Copy only what runs from the line containing "point: red trash" through the end of the material below, line for line, with both ends included.

» Pointing dataset excerpts
________________________
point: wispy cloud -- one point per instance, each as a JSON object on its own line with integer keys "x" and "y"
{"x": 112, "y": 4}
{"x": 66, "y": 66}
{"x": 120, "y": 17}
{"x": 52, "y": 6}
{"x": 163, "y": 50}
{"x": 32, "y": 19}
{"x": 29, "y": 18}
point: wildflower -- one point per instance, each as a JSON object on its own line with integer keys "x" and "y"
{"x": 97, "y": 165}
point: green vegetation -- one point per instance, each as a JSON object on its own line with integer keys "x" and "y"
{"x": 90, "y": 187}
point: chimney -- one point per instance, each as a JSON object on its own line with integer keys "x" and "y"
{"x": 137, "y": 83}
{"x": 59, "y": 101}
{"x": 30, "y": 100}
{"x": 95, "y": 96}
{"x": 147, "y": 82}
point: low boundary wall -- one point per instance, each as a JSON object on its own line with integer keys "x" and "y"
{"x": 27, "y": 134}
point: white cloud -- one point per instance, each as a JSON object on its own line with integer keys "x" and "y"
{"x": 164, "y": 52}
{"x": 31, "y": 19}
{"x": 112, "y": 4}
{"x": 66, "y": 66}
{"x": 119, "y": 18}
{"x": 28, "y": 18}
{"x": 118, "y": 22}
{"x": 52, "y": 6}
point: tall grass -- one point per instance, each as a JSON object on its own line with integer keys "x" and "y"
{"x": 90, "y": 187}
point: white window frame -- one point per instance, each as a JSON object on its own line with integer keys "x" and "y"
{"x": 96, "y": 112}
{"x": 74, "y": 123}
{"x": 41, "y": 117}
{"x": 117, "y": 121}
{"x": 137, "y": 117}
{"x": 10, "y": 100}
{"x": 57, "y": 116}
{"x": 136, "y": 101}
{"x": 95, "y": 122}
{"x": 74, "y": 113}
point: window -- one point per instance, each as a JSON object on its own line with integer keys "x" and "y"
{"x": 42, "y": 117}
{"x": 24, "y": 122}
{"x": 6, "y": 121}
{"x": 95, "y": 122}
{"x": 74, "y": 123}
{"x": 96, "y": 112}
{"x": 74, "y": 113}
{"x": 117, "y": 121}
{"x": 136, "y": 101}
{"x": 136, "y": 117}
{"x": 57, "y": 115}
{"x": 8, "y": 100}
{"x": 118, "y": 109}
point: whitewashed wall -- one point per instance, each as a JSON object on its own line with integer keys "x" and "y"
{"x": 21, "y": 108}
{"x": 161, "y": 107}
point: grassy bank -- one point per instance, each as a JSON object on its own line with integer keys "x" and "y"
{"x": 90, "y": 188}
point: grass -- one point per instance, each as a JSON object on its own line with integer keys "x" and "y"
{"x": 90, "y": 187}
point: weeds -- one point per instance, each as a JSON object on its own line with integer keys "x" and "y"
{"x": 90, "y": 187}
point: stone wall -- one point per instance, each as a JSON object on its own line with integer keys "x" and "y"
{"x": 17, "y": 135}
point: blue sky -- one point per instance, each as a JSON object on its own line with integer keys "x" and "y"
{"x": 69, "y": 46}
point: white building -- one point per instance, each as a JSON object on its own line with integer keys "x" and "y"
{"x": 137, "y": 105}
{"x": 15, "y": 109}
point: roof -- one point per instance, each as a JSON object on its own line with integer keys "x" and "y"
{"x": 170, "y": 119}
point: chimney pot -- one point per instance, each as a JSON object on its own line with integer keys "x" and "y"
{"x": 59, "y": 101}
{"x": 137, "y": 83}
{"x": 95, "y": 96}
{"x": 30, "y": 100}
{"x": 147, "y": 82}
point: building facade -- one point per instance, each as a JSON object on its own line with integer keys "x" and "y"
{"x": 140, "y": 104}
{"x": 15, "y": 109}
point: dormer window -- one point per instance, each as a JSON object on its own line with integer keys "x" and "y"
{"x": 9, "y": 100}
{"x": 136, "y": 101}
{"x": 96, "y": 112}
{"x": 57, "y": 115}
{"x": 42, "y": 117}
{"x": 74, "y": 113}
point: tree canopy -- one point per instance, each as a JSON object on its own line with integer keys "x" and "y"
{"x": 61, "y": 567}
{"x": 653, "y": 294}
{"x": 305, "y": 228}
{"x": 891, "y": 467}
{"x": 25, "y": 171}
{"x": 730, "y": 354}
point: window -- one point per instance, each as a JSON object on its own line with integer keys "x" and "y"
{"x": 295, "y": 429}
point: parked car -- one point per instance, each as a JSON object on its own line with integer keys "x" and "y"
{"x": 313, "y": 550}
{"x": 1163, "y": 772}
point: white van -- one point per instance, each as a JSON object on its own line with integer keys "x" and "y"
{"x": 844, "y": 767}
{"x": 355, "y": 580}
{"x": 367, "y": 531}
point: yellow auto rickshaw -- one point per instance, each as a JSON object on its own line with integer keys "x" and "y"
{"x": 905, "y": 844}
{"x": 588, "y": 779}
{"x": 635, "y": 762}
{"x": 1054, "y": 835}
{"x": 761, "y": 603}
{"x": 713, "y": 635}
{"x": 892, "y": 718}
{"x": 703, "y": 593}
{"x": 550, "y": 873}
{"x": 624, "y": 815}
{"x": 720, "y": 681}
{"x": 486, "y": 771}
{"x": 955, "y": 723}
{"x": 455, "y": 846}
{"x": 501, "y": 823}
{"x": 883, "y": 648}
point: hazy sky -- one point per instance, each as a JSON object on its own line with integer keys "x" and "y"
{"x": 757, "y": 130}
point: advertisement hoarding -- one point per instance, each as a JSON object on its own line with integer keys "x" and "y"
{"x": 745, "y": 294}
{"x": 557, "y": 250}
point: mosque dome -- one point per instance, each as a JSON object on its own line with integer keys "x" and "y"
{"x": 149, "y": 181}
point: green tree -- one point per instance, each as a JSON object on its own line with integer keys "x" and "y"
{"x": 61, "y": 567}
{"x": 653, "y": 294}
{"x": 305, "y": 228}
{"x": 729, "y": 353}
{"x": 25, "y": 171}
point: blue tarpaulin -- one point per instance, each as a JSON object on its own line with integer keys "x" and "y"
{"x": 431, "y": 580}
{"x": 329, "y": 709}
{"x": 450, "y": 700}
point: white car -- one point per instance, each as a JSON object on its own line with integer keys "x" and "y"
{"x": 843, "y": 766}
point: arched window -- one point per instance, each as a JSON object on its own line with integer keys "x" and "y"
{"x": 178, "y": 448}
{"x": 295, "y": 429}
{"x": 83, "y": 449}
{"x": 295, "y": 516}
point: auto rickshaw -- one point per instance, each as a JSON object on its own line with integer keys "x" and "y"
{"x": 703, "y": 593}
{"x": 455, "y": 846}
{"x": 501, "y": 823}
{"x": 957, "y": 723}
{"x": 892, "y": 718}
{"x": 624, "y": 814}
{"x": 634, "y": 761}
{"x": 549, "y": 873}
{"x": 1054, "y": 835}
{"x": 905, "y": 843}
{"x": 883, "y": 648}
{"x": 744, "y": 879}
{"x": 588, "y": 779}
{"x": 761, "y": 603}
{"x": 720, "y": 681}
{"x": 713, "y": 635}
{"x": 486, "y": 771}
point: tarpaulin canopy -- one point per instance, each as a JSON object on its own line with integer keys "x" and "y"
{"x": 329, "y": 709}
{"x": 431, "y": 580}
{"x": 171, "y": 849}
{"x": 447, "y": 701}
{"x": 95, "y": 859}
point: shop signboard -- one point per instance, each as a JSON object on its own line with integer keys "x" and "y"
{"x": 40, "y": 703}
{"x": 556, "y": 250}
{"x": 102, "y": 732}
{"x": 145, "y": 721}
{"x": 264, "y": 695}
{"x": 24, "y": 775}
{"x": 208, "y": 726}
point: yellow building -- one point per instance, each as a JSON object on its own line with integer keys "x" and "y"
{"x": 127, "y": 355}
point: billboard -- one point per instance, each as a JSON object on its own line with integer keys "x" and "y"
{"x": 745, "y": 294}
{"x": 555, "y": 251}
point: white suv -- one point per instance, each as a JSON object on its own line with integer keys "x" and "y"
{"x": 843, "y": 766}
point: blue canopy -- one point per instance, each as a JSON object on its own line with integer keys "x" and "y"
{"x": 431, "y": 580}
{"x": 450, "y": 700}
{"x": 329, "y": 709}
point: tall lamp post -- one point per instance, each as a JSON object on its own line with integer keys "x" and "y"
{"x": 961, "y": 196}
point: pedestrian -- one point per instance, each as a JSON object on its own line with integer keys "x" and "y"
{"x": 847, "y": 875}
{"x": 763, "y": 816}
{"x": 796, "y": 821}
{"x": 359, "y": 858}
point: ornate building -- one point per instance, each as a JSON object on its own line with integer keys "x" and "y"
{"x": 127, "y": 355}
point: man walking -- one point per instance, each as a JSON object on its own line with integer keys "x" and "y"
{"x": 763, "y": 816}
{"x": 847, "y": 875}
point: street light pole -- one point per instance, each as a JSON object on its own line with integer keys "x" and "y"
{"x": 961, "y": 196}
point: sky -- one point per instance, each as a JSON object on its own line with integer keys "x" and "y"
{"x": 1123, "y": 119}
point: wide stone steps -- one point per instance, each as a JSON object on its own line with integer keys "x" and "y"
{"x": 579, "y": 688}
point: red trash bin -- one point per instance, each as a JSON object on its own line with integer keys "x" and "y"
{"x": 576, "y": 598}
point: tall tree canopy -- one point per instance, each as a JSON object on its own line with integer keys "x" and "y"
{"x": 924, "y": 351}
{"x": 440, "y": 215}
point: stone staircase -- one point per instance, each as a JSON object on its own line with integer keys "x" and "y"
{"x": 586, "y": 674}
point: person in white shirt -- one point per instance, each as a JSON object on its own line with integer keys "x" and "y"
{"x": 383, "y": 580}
________________________
» Solution for this problem
point: red trash bin -- one point per instance, each as a JSON object on its own line with integer keys "x" and "y"
{"x": 576, "y": 598}
point: tall tree canopy -- one point per instance, each as a JSON object on its own line with integer keys "x" and "y"
{"x": 924, "y": 351}
{"x": 440, "y": 215}
point: stone staircase -- one point per instance, each as a JSON object on its own line with integer keys "x" and "y"
{"x": 586, "y": 674}
point: person in white shirt -- one point per instance, each as a JSON object on its own line with integer keys "x" and "y"
{"x": 383, "y": 580}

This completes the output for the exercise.